→ EXERCISE DETAILS: Output all the material that follows, exactly as given.

→ DATASET ENTRIES:

════

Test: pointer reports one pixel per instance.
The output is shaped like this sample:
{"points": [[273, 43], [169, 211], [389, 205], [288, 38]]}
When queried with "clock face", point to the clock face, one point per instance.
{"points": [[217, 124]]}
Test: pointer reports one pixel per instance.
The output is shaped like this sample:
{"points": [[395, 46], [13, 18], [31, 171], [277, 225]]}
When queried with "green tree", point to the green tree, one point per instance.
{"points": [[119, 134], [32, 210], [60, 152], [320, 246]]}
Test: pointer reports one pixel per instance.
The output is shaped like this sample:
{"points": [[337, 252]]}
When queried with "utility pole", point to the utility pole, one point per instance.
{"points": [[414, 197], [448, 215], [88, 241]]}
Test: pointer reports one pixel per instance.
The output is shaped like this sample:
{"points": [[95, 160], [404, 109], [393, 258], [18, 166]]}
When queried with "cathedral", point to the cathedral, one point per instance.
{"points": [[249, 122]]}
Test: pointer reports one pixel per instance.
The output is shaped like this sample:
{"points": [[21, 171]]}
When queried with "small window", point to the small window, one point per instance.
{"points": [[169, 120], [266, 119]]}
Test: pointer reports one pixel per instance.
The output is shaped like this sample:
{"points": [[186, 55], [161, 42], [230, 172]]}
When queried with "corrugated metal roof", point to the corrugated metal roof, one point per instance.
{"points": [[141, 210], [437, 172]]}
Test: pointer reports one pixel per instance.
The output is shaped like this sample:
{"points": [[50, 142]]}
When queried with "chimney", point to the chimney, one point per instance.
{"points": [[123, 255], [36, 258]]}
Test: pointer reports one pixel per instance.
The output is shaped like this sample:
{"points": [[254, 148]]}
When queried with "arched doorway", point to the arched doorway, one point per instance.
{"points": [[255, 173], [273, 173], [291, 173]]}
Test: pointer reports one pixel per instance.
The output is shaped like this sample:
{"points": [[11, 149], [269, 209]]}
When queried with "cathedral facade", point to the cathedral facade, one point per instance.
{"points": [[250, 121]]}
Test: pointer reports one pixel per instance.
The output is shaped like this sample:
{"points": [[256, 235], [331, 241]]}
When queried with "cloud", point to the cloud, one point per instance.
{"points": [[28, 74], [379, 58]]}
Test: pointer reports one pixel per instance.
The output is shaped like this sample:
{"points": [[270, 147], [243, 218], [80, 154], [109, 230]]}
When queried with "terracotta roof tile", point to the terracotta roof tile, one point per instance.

════

→ ANSWER TO THE EXERCISE:
Test: pointer reports one pixel per instance.
The output is shaped like this sample:
{"points": [[273, 43], [169, 211], [389, 205], [288, 38]]}
When queried with "clock face", point to the clock face, one point per instance.
{"points": [[217, 124]]}
Test: pointer reports one pixel per instance.
The output is shaped like this sample:
{"points": [[395, 46], [13, 18], [31, 171], [277, 225]]}
When queried with "green tree", point to the green tree, one point per instance.
{"points": [[119, 134], [32, 210], [60, 152], [320, 246]]}
Test: pointer reports one pixel per instance.
The output is shaped like this sample:
{"points": [[337, 252]]}
When queried with "utility pole", point to the utility pole, one point per instance.
{"points": [[414, 197], [448, 215], [88, 241]]}
Test: pointer reports one pixel per instance.
The output is shaped like this sample:
{"points": [[95, 160], [404, 109], [393, 258], [18, 166]]}
When queried with "cathedral", point to the cathedral, one point per instance.
{"points": [[249, 122]]}
Test: pointer reports one pixel per instance.
The output is shaped like this sample:
{"points": [[21, 171]]}
When queried with "small window", point to the small window, one point per instance.
{"points": [[169, 120], [266, 119]]}
Test: pointer reports one pixel per instance.
The output is shaped like this sample:
{"points": [[186, 55], [161, 42], [230, 172]]}
When queried with "corrugated metal roof", point to the corrugated metal roof, one point per instance.
{"points": [[141, 210], [437, 172]]}
Test: pointer reports one pixel per instance.
The output is shaped like this sample:
{"points": [[50, 142]]}
When queried with "chimney", point to the chimney, one point per instance.
{"points": [[123, 255], [36, 258]]}
Test: pointer reports one pixel per instance.
The output is shaped like this sample:
{"points": [[254, 148]]}
When queried with "arched doorway", point to the arched doorway, one point per instance.
{"points": [[255, 173], [273, 173], [291, 173]]}
Test: pointer reports one pixel per instance.
The output is shaped like this sample:
{"points": [[11, 149], [269, 209]]}
When queried with "cathedral facade", point to the cathedral facade, one point per instance.
{"points": [[250, 121]]}
Test: pointer reports one pixel per instance.
The output is shaped like this sample:
{"points": [[256, 235], [331, 241]]}
When queried with "cloud", point to the cloud, one point per instance.
{"points": [[28, 74], [379, 58]]}
Test: pointer reports one pixel per instance.
The output is shaped like this sample:
{"points": [[270, 147], [243, 218], [80, 154], [109, 230]]}
When queried with "terracotta roof tile", point to the terracotta roof tile, one point per instance.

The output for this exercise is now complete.